* _Data for analysis_
▼
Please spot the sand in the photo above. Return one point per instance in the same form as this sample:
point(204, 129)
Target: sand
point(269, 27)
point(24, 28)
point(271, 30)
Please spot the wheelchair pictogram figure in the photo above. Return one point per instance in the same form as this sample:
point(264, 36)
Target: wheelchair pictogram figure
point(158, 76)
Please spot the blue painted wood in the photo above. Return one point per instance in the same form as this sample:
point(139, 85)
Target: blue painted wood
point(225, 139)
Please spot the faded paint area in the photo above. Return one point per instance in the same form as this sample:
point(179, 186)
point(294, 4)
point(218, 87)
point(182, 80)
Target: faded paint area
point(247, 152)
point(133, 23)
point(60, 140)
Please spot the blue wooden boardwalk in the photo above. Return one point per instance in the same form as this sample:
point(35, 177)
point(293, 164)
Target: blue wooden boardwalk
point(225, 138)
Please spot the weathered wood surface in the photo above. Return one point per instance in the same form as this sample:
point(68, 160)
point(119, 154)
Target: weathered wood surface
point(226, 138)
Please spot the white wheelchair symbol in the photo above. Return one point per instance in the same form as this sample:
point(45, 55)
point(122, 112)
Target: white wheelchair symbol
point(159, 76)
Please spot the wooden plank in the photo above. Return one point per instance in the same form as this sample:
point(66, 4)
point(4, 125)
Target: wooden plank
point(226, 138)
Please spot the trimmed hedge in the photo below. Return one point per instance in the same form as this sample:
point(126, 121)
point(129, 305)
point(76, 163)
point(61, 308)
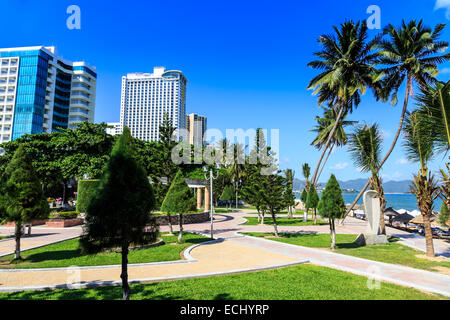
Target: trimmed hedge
point(86, 190)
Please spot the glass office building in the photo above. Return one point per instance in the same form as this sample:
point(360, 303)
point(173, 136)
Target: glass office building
point(41, 92)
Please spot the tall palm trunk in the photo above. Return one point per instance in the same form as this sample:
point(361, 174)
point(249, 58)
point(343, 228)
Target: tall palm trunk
point(326, 159)
point(18, 234)
point(399, 129)
point(124, 274)
point(333, 130)
point(275, 228)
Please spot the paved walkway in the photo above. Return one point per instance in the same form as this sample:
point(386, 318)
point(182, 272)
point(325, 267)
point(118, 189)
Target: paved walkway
point(236, 253)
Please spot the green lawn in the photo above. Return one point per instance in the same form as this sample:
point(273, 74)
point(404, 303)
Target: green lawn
point(393, 252)
point(67, 253)
point(302, 282)
point(253, 221)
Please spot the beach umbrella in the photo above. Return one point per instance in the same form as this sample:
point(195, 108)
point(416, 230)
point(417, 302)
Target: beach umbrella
point(391, 213)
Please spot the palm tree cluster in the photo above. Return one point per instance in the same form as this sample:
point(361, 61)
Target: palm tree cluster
point(406, 57)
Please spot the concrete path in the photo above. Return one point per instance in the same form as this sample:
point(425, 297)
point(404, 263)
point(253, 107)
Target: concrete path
point(236, 253)
point(40, 236)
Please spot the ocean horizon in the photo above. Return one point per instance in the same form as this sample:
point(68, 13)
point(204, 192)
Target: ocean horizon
point(397, 201)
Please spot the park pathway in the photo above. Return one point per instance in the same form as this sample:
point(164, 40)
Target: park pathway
point(234, 252)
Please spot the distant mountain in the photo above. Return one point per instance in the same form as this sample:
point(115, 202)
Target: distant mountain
point(358, 184)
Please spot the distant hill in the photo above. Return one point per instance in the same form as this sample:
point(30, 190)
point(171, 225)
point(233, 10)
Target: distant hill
point(358, 184)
▲
* _Task to complete_
The full listing must come back exactly as written, with its pictures left out.

* _Result of this exercise_
Please spot the sand in the photo above. Return one point per instance in the same form as this sample:
point(204, 129)
Target: sand
point(269, 27)
point(24, 28)
point(271, 30)
Please spot the wheelchair pictogram figure in the photo above. Return one point per instance in the same form as this sample:
point(264, 36)
Target: wheelchair pictogram figure
point(158, 76)
Please spot the blue painted wood in the photo above. Return one point per instance in the same form as this sample:
point(139, 85)
Target: blue painted wood
point(225, 139)
Please spot the faded paint area in the photo above. Return one point per instance in the same form as this sample:
point(179, 186)
point(294, 4)
point(218, 87)
point(182, 80)
Target: faded paint area
point(247, 152)
point(133, 23)
point(60, 140)
Please spot the blue wooden boardwalk in the photo above. Return one point per instance in the same form as this sample:
point(35, 177)
point(293, 164)
Target: blue wooden boardwalk
point(225, 138)
Please spot the weathered wood surface in the photo above. Return one point per instance in the same form as this sample:
point(68, 160)
point(119, 154)
Target: weathered wood surface
point(226, 138)
Please spot the white wheelchair symbol in the photo above. Return one point per instance in the same form as this sample:
point(45, 55)
point(122, 112)
Target: white wheelchair symbol
point(159, 76)
Please spot the wooden plank in the photo above. Return one point per instance in the same form as this sample:
point(66, 4)
point(4, 125)
Target: wooden plank
point(226, 138)
Please spot the trimmed hedge in the photo below. Return one point per instance in the same form as this sample:
point(126, 121)
point(129, 305)
point(76, 163)
point(61, 308)
Target: trimmed hedge
point(86, 190)
Please spot the glass office building in the photo above. Return one point per instance in the same form as this sample:
point(360, 303)
point(173, 136)
Target: glass office building
point(41, 92)
Please spot the tall palm trunk in the photo above. Return one point per instance in the same form as this sample:
point(361, 174)
point(249, 58)
point(343, 228)
Target: tall palm trunk
point(326, 159)
point(18, 234)
point(399, 129)
point(124, 274)
point(333, 130)
point(275, 228)
Please spot the paved walkway in the photo above. Return one point per instance in the same form as this sample:
point(386, 318)
point(182, 272)
point(325, 267)
point(118, 189)
Target: paved walkway
point(236, 253)
Please spot the green lawn in the photo above. Return one point per instance in the same form as this sample:
point(273, 74)
point(404, 303)
Target: green lawn
point(393, 252)
point(67, 253)
point(302, 282)
point(253, 221)
Please spot the beach umbrella in the photo above. Return one point per instance in the same form as this sample:
point(195, 108)
point(416, 230)
point(417, 302)
Target: beach umbrella
point(391, 213)
Please spot the palm tree cluster in the photo above. Return one point per instance in the same form as this sample:
point(361, 61)
Target: palm tree cluster
point(406, 57)
Please spot the concrete path in the photo above. Return one point per instance in the same form as this sample:
point(425, 297)
point(404, 263)
point(253, 107)
Target: concrete path
point(236, 253)
point(40, 236)
Please spot the ocean horizon in the photo above. Return one point per instance in the same form as this sample:
point(68, 13)
point(204, 192)
Target: ocean horizon
point(397, 201)
Please spot the park pathway in the photo above. Return one point per instance in the same form as this sample:
point(164, 40)
Target: park pathway
point(234, 252)
Please spot the distant mountain in the photo above. Return one point per instance in the same form as this sample:
point(115, 202)
Target: distant mountain
point(358, 184)
Please spot the distant hill in the photo above. Return one point per instance in the same form as this sample:
point(30, 190)
point(171, 225)
point(233, 10)
Target: distant hill
point(358, 184)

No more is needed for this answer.